Directive: Output nothing but the lines from the line with "blue tarpaulin ->" through the end of the listing below, both ends included.

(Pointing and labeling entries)
┏━━

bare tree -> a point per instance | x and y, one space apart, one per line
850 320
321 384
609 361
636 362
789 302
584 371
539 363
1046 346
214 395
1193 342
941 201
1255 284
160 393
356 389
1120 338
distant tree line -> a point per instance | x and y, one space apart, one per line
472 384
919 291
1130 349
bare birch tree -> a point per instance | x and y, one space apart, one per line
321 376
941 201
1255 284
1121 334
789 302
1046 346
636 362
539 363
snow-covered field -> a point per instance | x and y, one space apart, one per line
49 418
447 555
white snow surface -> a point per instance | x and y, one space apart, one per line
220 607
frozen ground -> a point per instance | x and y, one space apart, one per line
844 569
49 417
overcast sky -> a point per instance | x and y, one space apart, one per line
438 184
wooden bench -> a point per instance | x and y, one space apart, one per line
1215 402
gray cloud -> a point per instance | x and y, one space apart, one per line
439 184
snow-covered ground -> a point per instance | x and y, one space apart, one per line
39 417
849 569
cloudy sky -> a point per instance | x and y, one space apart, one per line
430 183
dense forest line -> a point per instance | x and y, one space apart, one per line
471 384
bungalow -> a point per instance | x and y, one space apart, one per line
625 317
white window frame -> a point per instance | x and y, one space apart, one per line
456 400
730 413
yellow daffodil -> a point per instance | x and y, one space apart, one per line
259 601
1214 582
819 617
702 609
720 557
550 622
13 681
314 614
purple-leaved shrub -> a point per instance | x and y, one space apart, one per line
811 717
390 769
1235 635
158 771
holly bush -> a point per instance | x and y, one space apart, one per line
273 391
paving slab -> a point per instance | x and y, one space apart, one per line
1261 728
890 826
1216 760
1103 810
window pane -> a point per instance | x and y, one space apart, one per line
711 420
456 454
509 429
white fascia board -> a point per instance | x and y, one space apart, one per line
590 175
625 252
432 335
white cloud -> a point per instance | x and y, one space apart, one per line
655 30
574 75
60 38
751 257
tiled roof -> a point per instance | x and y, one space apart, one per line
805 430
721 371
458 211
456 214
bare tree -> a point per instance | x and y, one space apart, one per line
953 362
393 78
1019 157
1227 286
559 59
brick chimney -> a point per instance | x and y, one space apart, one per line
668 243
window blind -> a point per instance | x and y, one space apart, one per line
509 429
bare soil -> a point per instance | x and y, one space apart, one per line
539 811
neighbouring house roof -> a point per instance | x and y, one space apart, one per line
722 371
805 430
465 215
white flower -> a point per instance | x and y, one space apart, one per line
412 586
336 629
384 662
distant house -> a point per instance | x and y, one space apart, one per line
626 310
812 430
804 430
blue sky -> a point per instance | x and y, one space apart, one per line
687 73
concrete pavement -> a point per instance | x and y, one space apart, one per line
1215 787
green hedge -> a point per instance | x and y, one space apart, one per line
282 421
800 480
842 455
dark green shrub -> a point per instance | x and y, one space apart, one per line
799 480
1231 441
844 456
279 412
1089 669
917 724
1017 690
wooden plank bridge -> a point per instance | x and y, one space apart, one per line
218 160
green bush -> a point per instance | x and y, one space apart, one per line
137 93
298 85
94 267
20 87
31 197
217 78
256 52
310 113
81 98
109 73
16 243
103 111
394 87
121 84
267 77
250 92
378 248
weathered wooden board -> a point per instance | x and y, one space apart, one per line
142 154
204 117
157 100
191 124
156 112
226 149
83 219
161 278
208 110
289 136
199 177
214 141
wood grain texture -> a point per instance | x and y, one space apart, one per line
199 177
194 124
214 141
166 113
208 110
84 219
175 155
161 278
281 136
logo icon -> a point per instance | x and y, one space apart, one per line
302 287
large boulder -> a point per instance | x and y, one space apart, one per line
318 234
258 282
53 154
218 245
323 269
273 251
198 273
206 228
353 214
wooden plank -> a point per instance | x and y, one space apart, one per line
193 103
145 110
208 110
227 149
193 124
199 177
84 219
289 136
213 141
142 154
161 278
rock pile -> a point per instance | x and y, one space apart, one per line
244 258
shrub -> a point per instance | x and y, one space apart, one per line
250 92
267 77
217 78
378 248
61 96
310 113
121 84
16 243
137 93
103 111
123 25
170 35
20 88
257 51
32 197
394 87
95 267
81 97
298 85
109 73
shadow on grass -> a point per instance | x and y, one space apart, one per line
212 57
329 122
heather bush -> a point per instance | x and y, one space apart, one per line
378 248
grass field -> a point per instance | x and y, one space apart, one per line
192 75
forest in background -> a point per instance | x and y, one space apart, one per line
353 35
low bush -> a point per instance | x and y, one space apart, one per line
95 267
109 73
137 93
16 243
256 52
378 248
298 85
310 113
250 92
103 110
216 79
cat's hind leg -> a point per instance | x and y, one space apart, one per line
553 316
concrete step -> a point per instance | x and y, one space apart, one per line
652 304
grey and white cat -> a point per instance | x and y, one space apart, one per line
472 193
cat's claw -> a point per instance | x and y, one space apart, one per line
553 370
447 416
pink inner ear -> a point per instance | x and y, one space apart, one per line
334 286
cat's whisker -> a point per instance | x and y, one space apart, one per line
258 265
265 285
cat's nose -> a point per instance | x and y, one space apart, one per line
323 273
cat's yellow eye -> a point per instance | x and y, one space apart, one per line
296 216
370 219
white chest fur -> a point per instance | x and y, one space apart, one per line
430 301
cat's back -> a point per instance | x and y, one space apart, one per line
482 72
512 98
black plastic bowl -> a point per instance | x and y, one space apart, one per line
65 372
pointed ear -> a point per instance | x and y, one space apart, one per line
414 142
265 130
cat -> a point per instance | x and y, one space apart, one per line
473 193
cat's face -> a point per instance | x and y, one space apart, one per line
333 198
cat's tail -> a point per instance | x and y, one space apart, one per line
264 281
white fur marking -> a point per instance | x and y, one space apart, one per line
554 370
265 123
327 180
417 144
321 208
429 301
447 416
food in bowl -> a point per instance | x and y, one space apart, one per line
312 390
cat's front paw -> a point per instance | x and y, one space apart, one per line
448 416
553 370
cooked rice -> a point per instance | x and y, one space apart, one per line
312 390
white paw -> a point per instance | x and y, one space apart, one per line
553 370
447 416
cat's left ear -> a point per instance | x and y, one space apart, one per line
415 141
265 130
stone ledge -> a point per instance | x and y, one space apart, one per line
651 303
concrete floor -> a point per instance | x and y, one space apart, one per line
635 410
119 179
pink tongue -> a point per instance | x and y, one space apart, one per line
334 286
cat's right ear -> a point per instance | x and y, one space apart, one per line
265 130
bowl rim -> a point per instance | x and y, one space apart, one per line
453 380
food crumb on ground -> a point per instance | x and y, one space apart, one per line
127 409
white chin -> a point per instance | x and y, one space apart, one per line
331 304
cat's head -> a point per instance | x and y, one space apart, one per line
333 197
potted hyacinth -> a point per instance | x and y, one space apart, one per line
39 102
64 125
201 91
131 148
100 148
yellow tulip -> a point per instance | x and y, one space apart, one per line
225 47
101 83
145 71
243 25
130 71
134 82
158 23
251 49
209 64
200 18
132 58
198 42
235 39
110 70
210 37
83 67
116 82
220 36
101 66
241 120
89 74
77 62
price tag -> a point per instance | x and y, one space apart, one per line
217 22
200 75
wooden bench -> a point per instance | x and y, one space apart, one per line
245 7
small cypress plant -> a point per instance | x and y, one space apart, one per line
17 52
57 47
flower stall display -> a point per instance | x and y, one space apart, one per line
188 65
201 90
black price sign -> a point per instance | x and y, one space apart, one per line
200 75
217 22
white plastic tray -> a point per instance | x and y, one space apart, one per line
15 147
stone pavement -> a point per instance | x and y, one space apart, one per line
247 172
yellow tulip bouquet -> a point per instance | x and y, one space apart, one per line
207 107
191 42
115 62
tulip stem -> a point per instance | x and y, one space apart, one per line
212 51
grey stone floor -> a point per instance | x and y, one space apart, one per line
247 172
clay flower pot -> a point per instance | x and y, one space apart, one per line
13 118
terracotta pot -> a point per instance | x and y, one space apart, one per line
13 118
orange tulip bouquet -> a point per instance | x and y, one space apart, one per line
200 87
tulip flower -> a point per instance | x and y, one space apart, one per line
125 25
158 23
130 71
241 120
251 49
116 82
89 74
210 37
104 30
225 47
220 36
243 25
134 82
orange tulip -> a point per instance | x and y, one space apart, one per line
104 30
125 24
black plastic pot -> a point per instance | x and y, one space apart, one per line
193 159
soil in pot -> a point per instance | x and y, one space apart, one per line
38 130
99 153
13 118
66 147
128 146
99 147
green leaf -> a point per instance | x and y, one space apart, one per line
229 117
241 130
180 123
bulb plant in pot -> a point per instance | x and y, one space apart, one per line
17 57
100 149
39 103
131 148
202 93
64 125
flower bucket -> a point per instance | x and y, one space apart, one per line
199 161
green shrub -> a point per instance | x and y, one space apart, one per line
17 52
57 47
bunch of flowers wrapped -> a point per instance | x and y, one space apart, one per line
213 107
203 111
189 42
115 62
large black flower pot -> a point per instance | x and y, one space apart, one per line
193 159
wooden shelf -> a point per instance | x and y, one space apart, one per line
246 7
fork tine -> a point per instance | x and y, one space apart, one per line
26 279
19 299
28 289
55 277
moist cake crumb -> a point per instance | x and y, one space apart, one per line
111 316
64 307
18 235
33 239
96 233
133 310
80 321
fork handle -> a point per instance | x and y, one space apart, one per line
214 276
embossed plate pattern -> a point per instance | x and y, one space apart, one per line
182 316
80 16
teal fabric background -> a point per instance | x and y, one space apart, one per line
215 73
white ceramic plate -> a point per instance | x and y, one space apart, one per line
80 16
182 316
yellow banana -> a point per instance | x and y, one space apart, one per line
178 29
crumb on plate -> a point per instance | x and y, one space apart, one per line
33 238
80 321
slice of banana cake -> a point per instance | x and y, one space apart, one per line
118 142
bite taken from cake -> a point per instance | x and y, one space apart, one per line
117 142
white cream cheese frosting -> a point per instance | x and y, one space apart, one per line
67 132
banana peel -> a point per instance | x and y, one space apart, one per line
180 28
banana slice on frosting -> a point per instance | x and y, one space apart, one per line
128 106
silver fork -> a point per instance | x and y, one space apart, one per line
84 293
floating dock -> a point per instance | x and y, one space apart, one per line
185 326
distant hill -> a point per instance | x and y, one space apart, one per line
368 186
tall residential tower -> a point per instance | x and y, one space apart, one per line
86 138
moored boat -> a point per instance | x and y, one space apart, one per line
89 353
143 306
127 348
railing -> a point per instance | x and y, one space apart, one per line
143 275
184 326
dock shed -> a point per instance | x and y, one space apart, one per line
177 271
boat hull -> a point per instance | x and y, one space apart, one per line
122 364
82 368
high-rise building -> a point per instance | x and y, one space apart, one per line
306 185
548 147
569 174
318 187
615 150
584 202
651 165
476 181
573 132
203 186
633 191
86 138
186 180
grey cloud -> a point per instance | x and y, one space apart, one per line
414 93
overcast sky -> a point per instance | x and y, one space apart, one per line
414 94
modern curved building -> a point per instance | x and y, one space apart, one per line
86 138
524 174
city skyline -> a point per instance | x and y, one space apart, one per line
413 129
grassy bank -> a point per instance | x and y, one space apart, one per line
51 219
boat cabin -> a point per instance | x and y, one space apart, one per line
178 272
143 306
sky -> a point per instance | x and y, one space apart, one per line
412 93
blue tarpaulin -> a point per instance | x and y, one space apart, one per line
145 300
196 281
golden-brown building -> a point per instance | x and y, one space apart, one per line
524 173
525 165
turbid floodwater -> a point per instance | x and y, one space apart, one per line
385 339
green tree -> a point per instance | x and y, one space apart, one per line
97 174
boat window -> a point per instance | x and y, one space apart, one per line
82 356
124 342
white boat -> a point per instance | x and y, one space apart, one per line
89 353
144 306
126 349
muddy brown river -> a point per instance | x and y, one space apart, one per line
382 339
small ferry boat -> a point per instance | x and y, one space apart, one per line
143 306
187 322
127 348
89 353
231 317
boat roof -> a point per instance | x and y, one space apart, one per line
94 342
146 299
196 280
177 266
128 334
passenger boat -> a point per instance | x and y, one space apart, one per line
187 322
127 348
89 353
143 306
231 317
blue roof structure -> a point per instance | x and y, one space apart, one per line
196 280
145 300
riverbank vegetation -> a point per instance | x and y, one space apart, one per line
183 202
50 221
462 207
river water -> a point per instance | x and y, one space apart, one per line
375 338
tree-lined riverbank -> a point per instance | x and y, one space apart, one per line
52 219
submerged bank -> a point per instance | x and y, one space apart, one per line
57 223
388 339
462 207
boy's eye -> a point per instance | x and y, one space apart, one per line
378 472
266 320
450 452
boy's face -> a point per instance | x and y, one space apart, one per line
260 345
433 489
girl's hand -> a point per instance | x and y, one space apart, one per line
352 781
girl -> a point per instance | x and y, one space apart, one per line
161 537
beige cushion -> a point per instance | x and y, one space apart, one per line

┗━━

Result of the exercise:
blue tarpaulin -> a point per instance | x and y, one space apart, one per line
145 300
196 281
golden-brown building -> a point per instance | x and y, one space apart, one per line
524 173
525 165
turbid floodwater -> a point per instance | x and y, one space apart, one per line
385 339
green tree -> a point per instance | x and y, one space apart, one per line
97 174
boat window -> a point per instance | x and y, one space apart, one per line
82 356
124 342
white boat -> a point per instance | x and y, one space apart, one per line
89 353
144 306
126 349
muddy brown river -> a point per instance | x and y, one space apart, one per line
382 339
small ferry boat -> a point per instance | x and y, one space apart, one per line
143 306
187 322
127 348
89 353
231 317
boat roof -> a point per instance | x and y, one space apart, one per line
94 342
146 299
196 280
177 266
128 334
passenger boat -> a point per instance | x and y, one space apart, one per line
187 322
127 348
89 353
143 306
231 317
blue roof structure -> a point per instance | x and y, one space apart, one per line
196 280
145 300
riverbank vegetation -> a point per instance | x and y, one space apart, one per line
183 202
50 221
462 207
river water -> a point per instance | x and y, one space apart, one per line
375 338
tree-lined riverbank -> a point per instance | x and y, one space apart, one per line
52 219
submerged bank -> a point per instance | x and y, one space apart, one per line
57 223
388 339
462 207
boy's eye -> a point per instance | x and y, one space apart, one per line
378 472
266 320
450 452
boy's face -> a point per instance | x and y, one space apart, one per line
260 345
433 489
girl's hand -> a point per instance | x and y, one space apart, one per line
352 781
girl -> a point per instance | x and y, one space apart, one per line
161 537
beige cushion -> a point per instance | x and y, one space apart, one per line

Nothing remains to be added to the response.